Work item
Repeat the material below. Keep every line exactly as written.

Record set

○ ○ ○

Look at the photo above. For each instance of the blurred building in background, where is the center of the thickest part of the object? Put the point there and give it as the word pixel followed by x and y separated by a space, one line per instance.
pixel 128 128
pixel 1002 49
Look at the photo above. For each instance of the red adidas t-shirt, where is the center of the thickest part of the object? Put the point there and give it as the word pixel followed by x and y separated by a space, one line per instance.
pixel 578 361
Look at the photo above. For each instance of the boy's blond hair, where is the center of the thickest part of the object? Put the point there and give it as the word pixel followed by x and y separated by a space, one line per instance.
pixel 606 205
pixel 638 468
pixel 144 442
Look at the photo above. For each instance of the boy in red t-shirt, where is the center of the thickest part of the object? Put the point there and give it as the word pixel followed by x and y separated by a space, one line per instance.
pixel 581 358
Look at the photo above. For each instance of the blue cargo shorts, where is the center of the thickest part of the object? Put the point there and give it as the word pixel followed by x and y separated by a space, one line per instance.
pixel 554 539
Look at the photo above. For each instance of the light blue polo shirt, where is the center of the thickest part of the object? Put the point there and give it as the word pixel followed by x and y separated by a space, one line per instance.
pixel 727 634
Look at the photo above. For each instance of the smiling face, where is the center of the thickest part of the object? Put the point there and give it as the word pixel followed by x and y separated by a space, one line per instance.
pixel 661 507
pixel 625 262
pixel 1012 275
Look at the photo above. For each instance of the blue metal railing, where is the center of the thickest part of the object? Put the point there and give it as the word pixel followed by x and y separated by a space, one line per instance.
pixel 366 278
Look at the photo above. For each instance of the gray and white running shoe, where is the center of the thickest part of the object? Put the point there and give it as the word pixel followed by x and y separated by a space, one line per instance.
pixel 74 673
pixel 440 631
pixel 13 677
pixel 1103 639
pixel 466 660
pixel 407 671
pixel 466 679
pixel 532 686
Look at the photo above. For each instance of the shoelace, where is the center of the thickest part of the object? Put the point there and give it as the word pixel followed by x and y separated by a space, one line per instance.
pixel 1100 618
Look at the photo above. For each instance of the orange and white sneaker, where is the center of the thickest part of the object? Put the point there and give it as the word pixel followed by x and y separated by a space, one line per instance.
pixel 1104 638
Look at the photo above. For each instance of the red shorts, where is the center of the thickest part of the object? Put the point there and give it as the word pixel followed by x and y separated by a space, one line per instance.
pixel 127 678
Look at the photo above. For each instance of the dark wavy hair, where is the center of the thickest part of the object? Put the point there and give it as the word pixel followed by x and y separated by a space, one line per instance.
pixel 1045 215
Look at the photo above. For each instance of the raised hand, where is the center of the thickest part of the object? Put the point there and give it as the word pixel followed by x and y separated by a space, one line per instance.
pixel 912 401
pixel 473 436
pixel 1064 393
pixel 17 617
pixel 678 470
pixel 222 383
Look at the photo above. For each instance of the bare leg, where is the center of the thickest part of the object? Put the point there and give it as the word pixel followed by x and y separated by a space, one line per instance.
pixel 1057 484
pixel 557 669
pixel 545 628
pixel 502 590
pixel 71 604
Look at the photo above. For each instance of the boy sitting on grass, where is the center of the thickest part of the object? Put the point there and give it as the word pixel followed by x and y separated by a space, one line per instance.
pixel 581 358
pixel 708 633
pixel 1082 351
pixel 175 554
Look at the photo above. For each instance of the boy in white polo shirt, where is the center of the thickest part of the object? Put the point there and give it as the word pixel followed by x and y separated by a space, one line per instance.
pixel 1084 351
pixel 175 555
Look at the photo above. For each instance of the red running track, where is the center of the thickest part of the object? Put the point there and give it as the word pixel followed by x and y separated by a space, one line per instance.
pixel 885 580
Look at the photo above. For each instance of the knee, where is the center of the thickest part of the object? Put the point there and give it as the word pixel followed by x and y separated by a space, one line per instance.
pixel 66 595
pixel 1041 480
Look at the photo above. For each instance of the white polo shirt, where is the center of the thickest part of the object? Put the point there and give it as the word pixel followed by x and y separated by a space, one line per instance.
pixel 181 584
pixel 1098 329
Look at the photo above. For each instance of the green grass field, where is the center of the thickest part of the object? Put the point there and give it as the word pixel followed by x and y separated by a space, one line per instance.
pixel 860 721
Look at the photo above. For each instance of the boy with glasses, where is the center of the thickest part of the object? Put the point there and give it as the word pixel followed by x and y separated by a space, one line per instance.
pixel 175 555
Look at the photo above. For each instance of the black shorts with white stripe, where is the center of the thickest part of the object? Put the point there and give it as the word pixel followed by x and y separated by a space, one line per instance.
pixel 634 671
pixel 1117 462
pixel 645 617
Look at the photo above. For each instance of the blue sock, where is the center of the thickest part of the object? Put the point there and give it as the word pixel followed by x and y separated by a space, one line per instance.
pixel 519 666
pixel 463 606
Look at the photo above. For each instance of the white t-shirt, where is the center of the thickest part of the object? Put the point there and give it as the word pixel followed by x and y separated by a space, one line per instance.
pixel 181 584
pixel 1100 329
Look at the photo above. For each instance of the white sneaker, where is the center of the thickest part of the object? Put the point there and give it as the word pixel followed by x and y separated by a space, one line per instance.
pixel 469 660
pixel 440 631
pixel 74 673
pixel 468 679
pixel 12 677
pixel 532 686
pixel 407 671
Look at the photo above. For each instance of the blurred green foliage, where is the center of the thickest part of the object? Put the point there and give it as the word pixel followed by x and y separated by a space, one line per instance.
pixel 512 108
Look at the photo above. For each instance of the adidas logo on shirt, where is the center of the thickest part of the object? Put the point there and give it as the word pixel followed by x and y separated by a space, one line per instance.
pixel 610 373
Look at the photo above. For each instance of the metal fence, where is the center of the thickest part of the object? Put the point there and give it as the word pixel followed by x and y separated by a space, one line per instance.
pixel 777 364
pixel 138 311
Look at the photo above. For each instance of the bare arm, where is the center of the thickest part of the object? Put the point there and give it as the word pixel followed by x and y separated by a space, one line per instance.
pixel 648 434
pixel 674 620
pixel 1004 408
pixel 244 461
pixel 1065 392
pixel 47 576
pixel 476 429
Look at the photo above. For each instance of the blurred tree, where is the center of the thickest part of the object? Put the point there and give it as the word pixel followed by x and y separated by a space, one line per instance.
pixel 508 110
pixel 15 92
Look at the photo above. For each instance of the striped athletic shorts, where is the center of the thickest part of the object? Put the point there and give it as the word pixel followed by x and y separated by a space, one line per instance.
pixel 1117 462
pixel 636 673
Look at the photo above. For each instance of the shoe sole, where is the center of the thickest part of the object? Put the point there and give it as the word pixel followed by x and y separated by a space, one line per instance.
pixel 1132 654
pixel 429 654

○ ○ ○

Solution for this exercise
Look at the photo above. For each instance of the blurred building in background, where is the center of the thickest part of the object? Put the point there and give it as the word pixel followed by x and y separated by a space, one line per instance.
pixel 128 128
pixel 1002 49
Look at the photo above. For each instance of the red adidas t-shirt, where is the center of the thickest part of the object? Put the point there and give it as the word pixel followed by x and y separated by a space, one line per instance.
pixel 578 361
Look at the photo above. For each instance of the boy's blond hair, where is the center of the thickest part of the object? Put the point there and give it as the word pixel followed by x and y separated by a space, one line per instance.
pixel 606 205
pixel 638 468
pixel 144 442
Look at the photo above. For each instance of the boy in red t-shirt, where is the center of the thickest part of the object? Put the point there and give it as the word pixel followed by x and y separated by a space, one line per instance.
pixel 581 358
Look at the photo above. For each instance of the blue cargo shorts, where is the center of the thickest part of the object? Put the point there and give it as the word pixel followed by x and y separated by a space, one line per instance.
pixel 554 539
Look at the photo above. For each instance of the light blue polo shirt, where is the center of the thickest part of the object? Put the point there and give it as the word pixel followed by x and y separated by a space, one line per instance.
pixel 727 634
Look at the photo above. For each instance of the smiling face, where is the center of the thickest part of the object? Put the point there and give it as the word pixel followed by x and y separated by a space, one line per instance.
pixel 661 507
pixel 625 262
pixel 1012 275
Look at the photo above. For each instance of the blue metal railing, where is the center of the thickest part of the object? Put the point there and give it as the word pixel followed by x and y separated by a space, one line per instance.
pixel 366 278
Look at the photo above. For each instance of the gray and white running shoe, where is the center of the thickest part of the object? Put the point there and give it as the word pixel followed by x and y separated by a space, one line per instance.
pixel 74 673
pixel 440 631
pixel 13 677
pixel 1103 639
pixel 466 660
pixel 407 671
pixel 466 679
pixel 532 686
Look at the photo above. For each instance of the shoelace, where is the center of the thickest part of the object? Put the point there and give it as the word pixel followed by x and y separated by a space, one line per instance.
pixel 1100 618
Look at the photo above. For each instance of the orange and white sneaker, where is the center of the thickest part of the object? Put the point there and give it as the word pixel followed by x and y separated by a space, one line per instance.
pixel 1104 638
Look at the photo above. For each instance of the red shorts, where is the center of the thickest part of the object? Put the point there and give it as the word pixel followed by x and y separated by a space, one line per instance.
pixel 127 678
Look at the photo above. For each instance of the dark wavy hair, where is the center of the thickest part of the object? Put the point there and give it as the word pixel followed by x and y separated by a space, one line per instance.
pixel 1045 215
Look at the photo above. For each instance of the raised hand, where is the center of the thickest part of the object? Put the point there and give it as the word pixel followed by x and y separated by a space, one line per instance.
pixel 912 401
pixel 473 436
pixel 1064 393
pixel 17 617
pixel 678 470
pixel 222 383
Look at the photo above. For each instance of the bare leg, where is the center of the thickest part of the object? Put the point there and give it as the word pixel followed by x and y separated by a space, one line per instance.
pixel 1057 484
pixel 557 669
pixel 545 628
pixel 502 590
pixel 71 604
Look at the photo above. For each instance of the boy sitting on grass, where is the center of the thickest part of the object? Put the point there and give it as the word pixel followed by x and y separated by a space, one line per instance.
pixel 581 358
pixel 708 633
pixel 1082 351
pixel 175 554
Look at the photo above. For each instance of the boy in white polo shirt, where is the center of the thickest part of the object? Put the point there and give it as the word pixel followed by x and y separated by a space, one line per instance.
pixel 1084 351
pixel 175 555
Look at the photo above. For each instance of the red running track, where is the center of the thickest part of the object? Put the point there and give it as the word pixel followed by x and y separated by a space, one line per instance.
pixel 885 580
Look at the photo above. For each instance of the knee, where is the center of the thickest part of the object? Put the point there and give it as the word pixel followed by x and y separated by a space, one line per instance.
pixel 66 595
pixel 1041 480
Look at the photo above. For each instance of the white polo shirt, where is the center of the thickest part of the object? Put the point there and give it as the word pixel followed by x and y separated by a space, one line per instance.
pixel 181 584
pixel 1098 329
Look at the photo above. For each instance of the green grass field, where is the center of the thickest part of the object? Put the point there and give it as the word pixel followed by x and y separated by a space, one line per instance.
pixel 860 721
Look at the photo above. For each instance of the boy with glasses, where is the center of the thickest part of the object? Put the point there and give it as the word pixel followed by x and y separated by a space, one line per instance.
pixel 175 555
Look at the photo above. For each instance of the black shorts with white stripe, where is the center of the thickest part of the object? Put the point there and give it as the word pixel followed by x and y separated by a space, one line per instance.
pixel 634 671
pixel 1117 462
pixel 645 617
Look at the photo above. For each instance of the blue sock, where is the center of the thickest part of the object? Put the point there and give it as the word pixel followed by x and y separated by a space, one line per instance.
pixel 519 666
pixel 463 606
Look at the photo above. For each instance of the white t-shirt, where is the center of the thickest part of the object? Put the point there and give it as the word pixel followed by x and y separated by a space, one line per instance.
pixel 181 584
pixel 1100 329
Look at the photo above. For each instance of the white sneaker, where is the center of the thickest part of the object? Put the point there and give it as the word pixel followed by x and y separated by a space, one line per instance.
pixel 469 660
pixel 440 631
pixel 74 673
pixel 468 679
pixel 12 677
pixel 532 686
pixel 407 671
Look at the photo above. For each instance of the blurred green foliage, where is the center of the thickest part of the object? Put the point there and give it as the word pixel followed by x and y separated by a space, one line per instance.
pixel 512 108
Look at the photo above. For each instance of the adidas logo on shirt, where is the center of the thickest part of the object? Put the point there and give it as the word pixel followed by x and y separated by a space, one line per instance.
pixel 610 373
Look at the photo above. For each instance of the metal fence, where is the center of the thickest part of the object? Put the point there and give it as the word pixel followed by x and y separated by a space, one line per instance.
pixel 777 364
pixel 138 311
Look at the photo above. For each instance of the bare arm, where is the center of the thickest part of the object? Put the point there and give it as the word pixel followed by x and y separated by a space, one line per instance.
pixel 648 434
pixel 674 620
pixel 1004 408
pixel 244 461
pixel 1065 392
pixel 47 576
pixel 476 429
Look at the photo above. For each instance of the blurred tree, where is the center of the thickest part of the object? Put the point there and give it as the word pixel followed by x and y separated by a space, one line per instance.
pixel 508 110
pixel 15 92
Look at the photo above. For each instance of the striped athletic shorts, where is the center of the thickest part of the object? Put the point there and give it as the word pixel followed by x and y separated by a space, one line per instance.
pixel 1117 462
pixel 636 673
Look at the photo above. For each instance of the shoe sole, where is the center of the thickest part of the object? Put the point there and give it as the word pixel followed by x and y separated by a space, one line per instance.
pixel 1132 654
pixel 429 654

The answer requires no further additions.